Copy the records below line for line with no changes, leaving out the picture placeholders.

──────── DATASET RECORDS ────────

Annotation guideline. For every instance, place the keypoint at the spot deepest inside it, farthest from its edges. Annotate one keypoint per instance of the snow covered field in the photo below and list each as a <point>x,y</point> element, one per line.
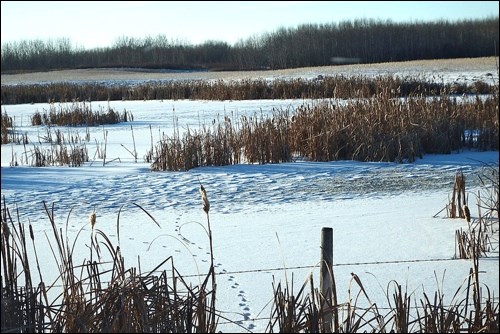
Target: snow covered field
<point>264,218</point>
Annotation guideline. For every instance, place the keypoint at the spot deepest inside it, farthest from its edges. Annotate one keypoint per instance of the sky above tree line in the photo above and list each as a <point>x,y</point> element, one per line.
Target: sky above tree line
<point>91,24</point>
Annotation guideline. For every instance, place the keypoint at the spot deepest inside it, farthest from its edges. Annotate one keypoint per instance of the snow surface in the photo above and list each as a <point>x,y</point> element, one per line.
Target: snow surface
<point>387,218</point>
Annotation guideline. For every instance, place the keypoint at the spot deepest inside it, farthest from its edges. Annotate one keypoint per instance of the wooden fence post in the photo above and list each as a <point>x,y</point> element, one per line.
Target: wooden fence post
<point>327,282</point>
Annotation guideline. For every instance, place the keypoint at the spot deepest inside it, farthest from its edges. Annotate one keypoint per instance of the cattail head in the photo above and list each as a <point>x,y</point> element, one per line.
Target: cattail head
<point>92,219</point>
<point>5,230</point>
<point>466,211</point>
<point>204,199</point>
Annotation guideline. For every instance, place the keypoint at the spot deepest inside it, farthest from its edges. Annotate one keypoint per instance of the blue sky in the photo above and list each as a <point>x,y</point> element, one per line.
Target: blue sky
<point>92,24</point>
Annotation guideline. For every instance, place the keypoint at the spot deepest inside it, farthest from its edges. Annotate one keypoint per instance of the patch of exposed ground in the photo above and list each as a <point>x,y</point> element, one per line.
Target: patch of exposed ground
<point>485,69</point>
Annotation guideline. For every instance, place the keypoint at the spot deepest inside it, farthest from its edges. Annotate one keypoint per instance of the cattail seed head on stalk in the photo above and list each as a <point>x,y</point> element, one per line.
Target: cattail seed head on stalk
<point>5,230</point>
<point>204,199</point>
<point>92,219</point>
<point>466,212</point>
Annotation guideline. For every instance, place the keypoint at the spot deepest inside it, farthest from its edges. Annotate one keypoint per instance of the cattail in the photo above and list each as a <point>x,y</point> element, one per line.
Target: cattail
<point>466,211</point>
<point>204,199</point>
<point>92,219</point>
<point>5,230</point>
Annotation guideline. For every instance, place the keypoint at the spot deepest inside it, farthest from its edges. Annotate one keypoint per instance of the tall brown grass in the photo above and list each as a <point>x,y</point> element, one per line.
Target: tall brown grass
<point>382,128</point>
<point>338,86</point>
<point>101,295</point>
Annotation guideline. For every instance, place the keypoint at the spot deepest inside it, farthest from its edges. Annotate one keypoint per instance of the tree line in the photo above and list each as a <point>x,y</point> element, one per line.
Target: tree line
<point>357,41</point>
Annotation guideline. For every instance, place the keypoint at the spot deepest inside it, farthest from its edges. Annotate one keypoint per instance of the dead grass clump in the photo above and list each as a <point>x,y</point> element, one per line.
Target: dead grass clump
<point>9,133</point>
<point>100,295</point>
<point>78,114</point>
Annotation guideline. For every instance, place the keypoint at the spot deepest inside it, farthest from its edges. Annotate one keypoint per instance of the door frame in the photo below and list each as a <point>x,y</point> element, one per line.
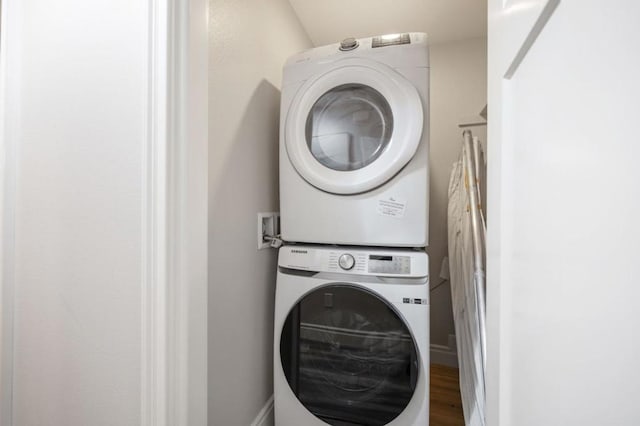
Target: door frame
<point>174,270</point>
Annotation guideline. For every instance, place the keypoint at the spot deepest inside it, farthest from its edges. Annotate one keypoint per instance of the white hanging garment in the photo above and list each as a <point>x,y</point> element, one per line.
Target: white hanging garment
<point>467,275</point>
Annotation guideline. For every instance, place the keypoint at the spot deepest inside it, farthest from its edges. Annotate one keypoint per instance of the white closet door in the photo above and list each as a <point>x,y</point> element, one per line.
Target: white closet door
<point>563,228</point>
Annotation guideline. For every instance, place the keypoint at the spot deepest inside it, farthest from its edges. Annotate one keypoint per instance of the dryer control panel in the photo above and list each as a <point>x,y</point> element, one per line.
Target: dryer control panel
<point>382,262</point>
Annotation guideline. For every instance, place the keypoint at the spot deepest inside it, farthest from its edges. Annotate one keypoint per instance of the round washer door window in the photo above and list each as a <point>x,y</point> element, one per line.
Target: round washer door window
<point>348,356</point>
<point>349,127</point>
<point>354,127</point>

────────

* [TASK RESULT]
Annotation guideline. For every instance, place the keypoint at the spot deepest inside it, farthest from its edges. Annotate one keypoint per instance of the snow covered field in the photo below and list each as a <point>x,y</point> element, one per line.
Target: snow covered field
<point>264,218</point>
Annotation guideline. For every instance, place the keypoint at the spot deepest inside it, farthest from its edges. Annotate one keypoint per instance of the sky above tree line in the photo above and list each as a <point>x,y</point> element, one per line.
Target: sky above tree line
<point>91,24</point>
Annotation guideline. For every instance, place the keypoint at the spot deepest inside it, farthest from its edges. Annotate one keypoint per instance of the snow surface in the photo above and list each as a <point>x,y</point> element, one per line.
Target: snow surface
<point>387,218</point>
Annotation guideline. For every instance, place the keypoint at the spot deepest inside it, farthest from its edges. Annotate one keypoint per instance of the wooden fence post in the photo above and list each as a <point>x,y</point> element, one per line.
Target: wooden fence post
<point>327,282</point>
Annotation guideline. For every instance, place the keypoint at the spot deepest inside it, farthest from its edges. Annotate one keypoint per instance of the cattail head in the photo above and list each as a <point>x,y</point> element, one per line.
Target: cattail head
<point>92,219</point>
<point>5,230</point>
<point>466,211</point>
<point>204,199</point>
Annotation guideline. For every instance, place the keypoint at the spot deepest inside it, farthest from its edges. Annotate one keypoint per instance of the blue sky in the photo above and list each as a <point>x,y</point> element, one per line.
Target: blue sky
<point>92,24</point>
Annotation guideline. For every instance, place the keypoint at the spot deepest inside it, farthest from its edges. Annotate one keypoint per instance of the patch of exposed ground in the photo above and list each as a <point>x,y</point> element, one per line.
Target: patch of exposed ground
<point>485,69</point>
Annotation guideline. For every instance, place the keypoint at the spot deepest inside it, farthest from its edges. Annotate one keypoint per instance of the cattail seed head on stalk in the photo above and list each as a <point>x,y</point> element, one per line.
Target: cattail seed head on stalk
<point>5,230</point>
<point>204,199</point>
<point>92,219</point>
<point>466,212</point>
Annotation guideline. For every instance, place the keypoint at the spot deepest inside it, farthest from its edges. Annotate one keypoint per instance of the cattail in the photo above and list each as a <point>x,y</point> element, one per line.
Target: cattail
<point>466,211</point>
<point>204,199</point>
<point>92,219</point>
<point>5,230</point>
Annotation guideline. For every instance, place the keypoint at the spot deepest inside it, farthest from its edges. Annotate one keypoint per instance of the tall brown grass in the photo above and list each as a <point>x,y</point> element, one per line.
Target: tall brown grass
<point>382,128</point>
<point>338,86</point>
<point>101,295</point>
Annotation guideline. For every instance, place the keypoint at the spot deepest inside it, farthest from its edges. Annotate one keypoint per instance of the tree line in the photo above and list each as a <point>x,y</point> element, one per line.
Target: tree line
<point>357,41</point>
Annotation guideline. For every instance, place the keypoint at the spot deepest inside it, farthest from its edges. Annotate one keypoint per instance of the dead grass clump in the photo above and list each as a <point>x,y</point> element, one per line.
Target: dead grass clump
<point>9,133</point>
<point>100,295</point>
<point>78,114</point>
Annotation guideline. For every instance, place the keypoint at the spot deepest inside it, farthest from its edges. Annotate one keypoint per instance of the door frame in the photo below and list each as a <point>x,y</point> element, one per line.
Target: door frame
<point>174,270</point>
Annotation guideline. For every instance, place the keypoint at the spot deepest inside it, farthest from its edges. Annotate one keypoint per instance of the white hanging garment in the photo above and list each as a <point>x,y</point> element, one per line.
Target: white hanging garment
<point>467,275</point>
Annotation guideline. For every instance, place the keypoint at the spot deepest inside it, farthest from its edges. Annotate one keypoint per instance of the white closet door in the photo above and list each as a <point>x,y</point> element, one per line.
Target: white closet door
<point>563,228</point>
Annotation guideline. For every instance, place the keypoint at the spot deepest inside it, farthest from its edges. Annotate one keypoint per instance of the dryer control panel in the photo above and list each as a <point>x,y</point> element, one per line.
Target: dryer control panel
<point>382,262</point>
Annotation guideline. For every instance, place the keypoint at the spot deepest inside it, farthest from its edges. Annotate one keypoint per instance of the round washer door window in the photo above and list each as a <point>x,y</point> element, one per line.
Target: round washer door window
<point>348,356</point>
<point>349,127</point>
<point>354,127</point>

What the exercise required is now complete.